- **Direction**
Can you extend the passage below on US geographic combatant commands and foreign policy, picking up after its final sentence?

- **Text segment**
'''
Additionally, within the rubric of security cooperation is a group of ‘security assistance’ programs, by which the US provides defence articles, military training, and other defence-related services by grant, loan, credit, or cash sales in furtherance of national policies and objectives.20 Most US diplomatic missions include a DoD security assistance team that manages the program, and which is responsible to both the US ambassador and the geographic combatant commander.21

In summary, with the authority vested in them by the government-mandated UCP, geographic combatant commanders consider a range of inputs to derive a theater strategy and a theater security cooperation plan. These two products are the principal drivers for the day-to-day activities the GCCs conduct, in order to support the US national strategic goal of peaceful and cooperative relations with other nations.

Geographic Combatant Commands in the Broader Context of US Foreign Relations

In developing their theater security cooperation plans and activities, the GCCs must remain cognizant of the role that US military power plays within the broader context of US foreign policy. US national power is derived from a wide range of sources, but in application, it distils into diplomatic, economic, and military instruments. The US Department of State, and its collection of diplomatic missions throughout the world, are the primary means by which the United States relates to and engages with other nations.
'''
- **Recorded data**
'''
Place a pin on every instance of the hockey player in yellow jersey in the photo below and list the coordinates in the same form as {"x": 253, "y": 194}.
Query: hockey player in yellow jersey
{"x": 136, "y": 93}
'''
- **Result of the task**
With the DoS role in mind, the UCP requires the geographic combatant commanders to coordinate their efforts with the heads of the US diplomatic missions in the countries contained within their AOR. The sheer size of the five GCC AORs, however, means that this coordination requirement can be daunting. For example, the US Pacific Command (PACOM) AOR includes 43 foreign countries – of which 37 have an accredited US diplomatic mission or US ambassador.

The GCC’s task to coordinate their actions with the respective diplomatic missions is complicated by the fact that their AORs do not align with the geographic regions by which the DoS and the National Security Council are organized.22 These different geographic boundaries, and the resultant organizational structures, present the GCCs with significant challenges as they seek to carry out their complicated and expansive mandates.23 It is between these and other organizational boundaries – such as national borders – that transnational security threats and entities like al Qaeda sometimes find sanctuary.24 For coalition partners having to work with these large and complex organizations, it is important to appreciate these organizational differences.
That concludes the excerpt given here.